» **Exercise**
Reproduce each of the following items verbatim, preserving every line as given.

» **Material to process**
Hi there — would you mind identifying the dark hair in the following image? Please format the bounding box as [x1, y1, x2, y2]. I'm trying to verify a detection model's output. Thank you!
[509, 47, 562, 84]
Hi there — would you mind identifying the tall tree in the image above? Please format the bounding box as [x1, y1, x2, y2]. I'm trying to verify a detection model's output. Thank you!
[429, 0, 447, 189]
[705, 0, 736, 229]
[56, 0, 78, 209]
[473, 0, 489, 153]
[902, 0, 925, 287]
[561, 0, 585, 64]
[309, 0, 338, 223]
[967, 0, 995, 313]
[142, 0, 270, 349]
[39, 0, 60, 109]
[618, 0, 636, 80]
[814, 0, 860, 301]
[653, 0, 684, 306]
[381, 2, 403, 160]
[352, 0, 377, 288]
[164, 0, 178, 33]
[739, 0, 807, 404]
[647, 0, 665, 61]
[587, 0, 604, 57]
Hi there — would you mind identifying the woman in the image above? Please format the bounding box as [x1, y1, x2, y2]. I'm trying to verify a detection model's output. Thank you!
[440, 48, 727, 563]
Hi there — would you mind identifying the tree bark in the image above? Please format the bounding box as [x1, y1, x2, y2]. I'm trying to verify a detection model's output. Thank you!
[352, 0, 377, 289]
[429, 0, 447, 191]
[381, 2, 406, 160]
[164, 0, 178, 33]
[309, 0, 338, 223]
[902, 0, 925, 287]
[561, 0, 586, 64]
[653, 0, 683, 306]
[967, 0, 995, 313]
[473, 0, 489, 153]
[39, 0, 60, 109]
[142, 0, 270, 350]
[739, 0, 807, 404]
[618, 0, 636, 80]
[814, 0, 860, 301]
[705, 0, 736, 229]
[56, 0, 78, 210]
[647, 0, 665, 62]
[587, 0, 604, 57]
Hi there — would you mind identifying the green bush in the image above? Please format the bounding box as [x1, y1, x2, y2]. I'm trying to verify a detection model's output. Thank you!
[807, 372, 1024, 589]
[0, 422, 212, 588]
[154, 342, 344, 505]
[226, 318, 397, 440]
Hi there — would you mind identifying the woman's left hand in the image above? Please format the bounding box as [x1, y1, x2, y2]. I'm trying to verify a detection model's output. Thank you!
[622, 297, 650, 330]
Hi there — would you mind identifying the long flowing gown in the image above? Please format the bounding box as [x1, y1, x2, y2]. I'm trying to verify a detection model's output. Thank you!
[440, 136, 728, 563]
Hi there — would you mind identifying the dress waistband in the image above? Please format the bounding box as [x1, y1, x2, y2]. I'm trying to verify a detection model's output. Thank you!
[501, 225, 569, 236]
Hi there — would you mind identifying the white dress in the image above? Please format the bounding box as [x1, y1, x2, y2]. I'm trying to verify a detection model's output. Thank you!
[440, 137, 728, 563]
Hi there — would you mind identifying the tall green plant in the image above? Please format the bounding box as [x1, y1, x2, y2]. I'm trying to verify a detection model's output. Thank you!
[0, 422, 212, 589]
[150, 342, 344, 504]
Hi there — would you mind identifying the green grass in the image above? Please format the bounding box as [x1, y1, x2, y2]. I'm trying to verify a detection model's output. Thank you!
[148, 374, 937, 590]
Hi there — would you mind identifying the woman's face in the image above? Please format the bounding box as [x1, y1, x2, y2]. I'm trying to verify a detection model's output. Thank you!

» **Problem solution**
Hi there — would you mind identifying the dark hair in the following image? Please format the bounding box as [x1, y1, x2, y2]. I'm trying to verify a detection model's output. Thank you!
[509, 47, 562, 84]
Hi there — would you mind identifying the tall tree in the image above? Please format the bounding box as [x1, y1, x2, y2]. I'm trying to verify a detection model's output. Thank you!
[429, 0, 447, 189]
[705, 0, 736, 229]
[56, 0, 78, 209]
[473, 0, 489, 153]
[902, 0, 925, 287]
[561, 0, 585, 64]
[309, 0, 338, 223]
[967, 0, 995, 313]
[142, 0, 270, 349]
[39, 0, 60, 109]
[618, 0, 636, 80]
[814, 0, 860, 301]
[653, 0, 684, 306]
[381, 2, 403, 160]
[352, 0, 377, 288]
[164, 0, 178, 33]
[739, 0, 807, 404]
[647, 0, 665, 61]
[587, 0, 604, 57]
Hi there — would you mind identifying the woman in the image above? Please format the bounding box as [x1, y1, x2, y2]. I'm trying to verify a detection model's output. Thank you!
[440, 48, 727, 563]
Hi there — would you mind identifying the tree bark in the image above? Please format the bounding box as [x1, y1, x2, y2]. I'm trying to verify a detection model's output. Thank you!
[352, 0, 377, 289]
[429, 0, 447, 191]
[381, 2, 406, 160]
[164, 0, 178, 33]
[309, 0, 338, 223]
[902, 0, 925, 287]
[561, 0, 586, 64]
[653, 0, 683, 306]
[967, 0, 995, 313]
[473, 0, 489, 153]
[39, 0, 60, 109]
[142, 0, 270, 350]
[739, 0, 807, 404]
[618, 0, 636, 80]
[814, 0, 860, 301]
[705, 0, 736, 229]
[56, 0, 78, 210]
[647, 0, 665, 62]
[587, 0, 604, 57]
Hi there — would you mind identifying the green bush in the image above? Please format the bounding box as [x1, y1, x2, y2]. I'm trying to verify a detection model's output. Thank you!
[807, 372, 1024, 589]
[0, 422, 212, 588]
[154, 342, 344, 505]
[226, 318, 397, 440]
Hi there — would you mind identifying the woman's left hand in the image above? Please format the bounding box as [x1, y1, x2, y2]. I'm trying to verify a detection model's output. Thank you!
[622, 297, 650, 330]
Hi there — would you mind identifying the long flowing gown in the image above? Please format the bounding box as [x1, y1, x2, y2]. I'm trying to verify a detection model's output. Thank you!
[440, 136, 728, 563]
Hi there — would you mind identifying the dress waistband in the image above? Please format the bounding box as [x1, y1, x2, y2]. I'm trying to verify a detection model's output. Thank you!
[501, 225, 569, 236]
Hi there — would you mind identifying the white dress in the image above? Please format the bounding box as [x1, y1, x2, y2]. I'm trying to verify a detection model's output. Thank you!
[440, 137, 728, 563]
Hi there — would you mind identifying the tall green plant in the image above? Please format the bounding box as [x1, y1, x2, y2]. I'm trying to verify a detection model's output. Thank you!
[0, 422, 212, 589]
[150, 342, 344, 504]
Hi there — would you mind identifying the green grass in the image above? Please format the bounding box as [x1, y1, x2, y2]. I'm trying to verify a detection model's output. Thank you!
[148, 374, 937, 590]
Hi there — would you mind identifying the woman's face in the image above? Please format the bounding box as [x1, y1, x2, y2]. I'm trying to verify a detection model's output. Thank you!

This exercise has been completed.